> _Problem to solve_
Recast the lines below as a two-column CSV headed text,coordinates, giving one row for each line of wording together with the coordinate lines under it. Put each field in double quotes and turn any line breaks into spaces.

> _Exercise data_
☆ ☆ ☆ ☆ ☆ ☆ ☆
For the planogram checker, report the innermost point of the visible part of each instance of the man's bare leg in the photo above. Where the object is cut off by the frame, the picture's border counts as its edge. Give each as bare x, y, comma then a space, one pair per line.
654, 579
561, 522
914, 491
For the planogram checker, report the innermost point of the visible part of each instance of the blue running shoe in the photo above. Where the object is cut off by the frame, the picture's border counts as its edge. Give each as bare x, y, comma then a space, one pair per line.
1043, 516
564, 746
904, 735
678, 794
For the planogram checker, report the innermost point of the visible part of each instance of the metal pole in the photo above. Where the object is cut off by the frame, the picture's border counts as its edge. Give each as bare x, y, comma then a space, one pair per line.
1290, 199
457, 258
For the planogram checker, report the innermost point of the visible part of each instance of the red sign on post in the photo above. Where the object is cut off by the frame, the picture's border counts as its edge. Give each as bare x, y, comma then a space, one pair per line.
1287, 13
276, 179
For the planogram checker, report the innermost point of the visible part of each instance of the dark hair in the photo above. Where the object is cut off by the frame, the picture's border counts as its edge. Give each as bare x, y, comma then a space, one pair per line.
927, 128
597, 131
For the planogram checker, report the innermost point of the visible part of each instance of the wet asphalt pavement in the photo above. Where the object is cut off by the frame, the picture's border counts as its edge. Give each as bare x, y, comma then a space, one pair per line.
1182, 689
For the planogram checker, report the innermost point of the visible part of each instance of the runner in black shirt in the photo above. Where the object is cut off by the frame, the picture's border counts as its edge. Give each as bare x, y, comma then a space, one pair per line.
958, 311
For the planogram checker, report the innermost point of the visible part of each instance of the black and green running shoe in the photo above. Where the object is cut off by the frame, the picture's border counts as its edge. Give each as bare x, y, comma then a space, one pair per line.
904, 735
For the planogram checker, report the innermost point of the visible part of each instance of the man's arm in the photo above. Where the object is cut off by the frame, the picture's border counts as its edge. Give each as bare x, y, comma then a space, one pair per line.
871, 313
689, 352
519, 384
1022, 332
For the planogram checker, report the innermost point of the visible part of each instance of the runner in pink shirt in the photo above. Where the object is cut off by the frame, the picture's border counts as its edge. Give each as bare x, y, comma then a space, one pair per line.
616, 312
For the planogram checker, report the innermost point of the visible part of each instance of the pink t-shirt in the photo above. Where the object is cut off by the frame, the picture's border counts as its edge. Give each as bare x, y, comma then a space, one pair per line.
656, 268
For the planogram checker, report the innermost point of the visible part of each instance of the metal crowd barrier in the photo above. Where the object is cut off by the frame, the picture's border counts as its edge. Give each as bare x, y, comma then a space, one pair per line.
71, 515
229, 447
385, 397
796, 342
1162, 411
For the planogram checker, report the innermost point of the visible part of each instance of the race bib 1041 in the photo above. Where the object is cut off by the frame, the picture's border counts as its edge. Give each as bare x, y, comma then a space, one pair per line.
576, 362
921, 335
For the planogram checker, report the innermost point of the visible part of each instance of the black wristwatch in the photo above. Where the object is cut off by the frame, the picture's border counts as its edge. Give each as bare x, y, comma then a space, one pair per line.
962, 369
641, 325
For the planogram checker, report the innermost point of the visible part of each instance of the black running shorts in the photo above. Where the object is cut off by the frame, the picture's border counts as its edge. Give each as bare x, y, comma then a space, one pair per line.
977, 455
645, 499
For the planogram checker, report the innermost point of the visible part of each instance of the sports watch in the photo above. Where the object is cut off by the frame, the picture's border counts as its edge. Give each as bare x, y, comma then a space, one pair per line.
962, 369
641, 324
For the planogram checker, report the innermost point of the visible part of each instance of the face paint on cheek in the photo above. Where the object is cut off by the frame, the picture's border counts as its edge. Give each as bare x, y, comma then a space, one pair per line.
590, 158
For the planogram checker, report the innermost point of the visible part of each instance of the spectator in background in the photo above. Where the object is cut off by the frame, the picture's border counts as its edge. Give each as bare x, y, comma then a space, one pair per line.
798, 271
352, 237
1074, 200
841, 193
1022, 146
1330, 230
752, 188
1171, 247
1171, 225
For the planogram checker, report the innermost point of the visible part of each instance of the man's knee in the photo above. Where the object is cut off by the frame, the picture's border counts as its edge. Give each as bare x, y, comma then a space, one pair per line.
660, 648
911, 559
☆ ☆ ☆ ☆ ☆ ☆ ☆
> _Result of this task_
text,coordinates
"For the planogram checker, report the innermost point of the visible part of each instance of the man's bare leg in the photo above. Where the object is cut off by the frame, the picture's border counts as its edge. Give each as bare x, y, comma then a space, one pair per line.","654, 579 561, 522 914, 491"
"For the planogram checker, report the innermost point of the visible part of each instance of the blue running shoe in the photo above. Where the object is cut off by the frame, the picture's border counts as its edge. Give each as bare x, y, comma then a space, one pair per line.","1043, 516 564, 746 904, 735 678, 794"
"For the planogram checker, report the innermost point of the visible part of each instance of the metal pole in the photo above. Where the object is cut off by the frame, the picture's border counts as its edge. Give each as bare x, y, comma then a space, one pair per line.","1290, 199 457, 258"
"For the planogram checker, report the innermost point of the visible part of each instance of the red sign on post in the photo above. Where the object is cut off by the frame, the picture's border counts as its edge. Give each as bare x, y, comma then a space, one pair per line.","1287, 13 276, 179"
"For the planogram checker, report the innermost point of the visible part of each instance of the dark hair in the photo above. Where the object is cut off by the frame, the picture's border counts as its edge. Give each as bare x, y, comma then a space, one pair per line.","927, 128 597, 131"
"For the planogram checker, report the innermost point of the visible part of each instance of the wet asphalt pavement in the photo above. Where the object is cut off by the frame, the picture's border counts as its edge. Give each as bare x, y, comma then a space, one pair per line.","1182, 689"
"For the planogram checker, report the innermost point of the visible part of each instance of the runner in black shirt in the photo above. Where the object is cut off by the frame, the picture's border counts as its edge. Give each as bare x, y, comma then a space, one pair per line.","958, 311"
"For the planogram checker, report the innermost point of the visible part of each instance of the black and green running shoe in the photo above. Where the object is cut off by the frame, the picture's border counts as its edge. Give each as bare x, y, comma then a space, one pair per line.","904, 735"
"For the planogram checker, report the innermost point of the visible part of each instance of the man's arm in the photo above. Where the object is cut off by the frame, the picture's border counts as its edge. Give each as bare x, y, comma then a space, one pair per line.","871, 313 689, 352 519, 384 1022, 332"
"For the planogram checker, report the innermost point of the visible part of each instance of the runner in pink shirt in the photo above. Where the object is cut off by the frame, the picture's border counts as its edge. Give each as bare x, y, comma then a space, one pair per line.","616, 312"
"For the planogram checker, report the innermost point of the visible part of each instance of the pink t-shirt in the photo above. Where the object is cut off by the frame, the picture's border counts as its edge. Give each as bare x, y, comma then a space, one pair per line.","656, 268"
"For the planogram checker, report the innermost point of the visible part of each instance of the metal crowd barrier in the photo above. Where the object is cut off by the frame, the picture's border counts as its edge. Give each as bare x, y, comma then a space, one pair per line.","71, 515 229, 447 385, 397 796, 342 1162, 411"
"For the planogram checker, report the innermost point of the visible part of each instance of the race bib 1041 in the photo above. Where the object is cut off by the frame, the picture's border counts as its edge. Give each as bare x, y, comma then a space, one pair per line.","576, 362 921, 335"
"For the planogram checker, report the innermost point of the visible part of each instance of the black wristwatch in the photo above. Where the object is cut off by the frame, the picture's border counts as its edge. Give each as bare x, y, comma then a space, one pair per line.","962, 369 641, 325"
"For the planogram checker, report the innermost point of the visible part of each instance of the black running shorts in the photo above. Where the object is cut off by the frame, the picture's border counts as its edge. Give each as bare x, y, comma then a space, one pair per line.","977, 455 645, 499"
"For the planogram checker, report the innermost point of the visible part of each instance of the sports watch in the photo above. Where the object is cut off by the frame, the picture's border counts as its edge. Give each as bare x, y, comma then a space, one pair per line.","962, 369 641, 324"
"For the planogram checker, report the innermost point of the visible part of each instance of the face paint on cheek in the photo above. Where the object is cut off by the frame, the picture's border counts as its edge. Give each as bare x, y, comma then a space, one pair per line.","590, 158"
"For the planogram checker, report the innermost point of the visible part of each instance of the spectator in background in the photo above. Where the object is cut off by the frame, the picture's border counts as its edge. Give each as bare x, y, comma then a space, one pair per line.","798, 271 352, 237 1074, 200 841, 193 1022, 146 1330, 230 752, 188 1171, 247 1171, 225"
"For the planogram checker, report the innermost point of the visible part of each instance of the man's knee in the photo above. Where the object is cut off by the frame, the picture's border counts as its edge. Give each as bare x, y, comma then a space, one pair per line.","660, 648 911, 559"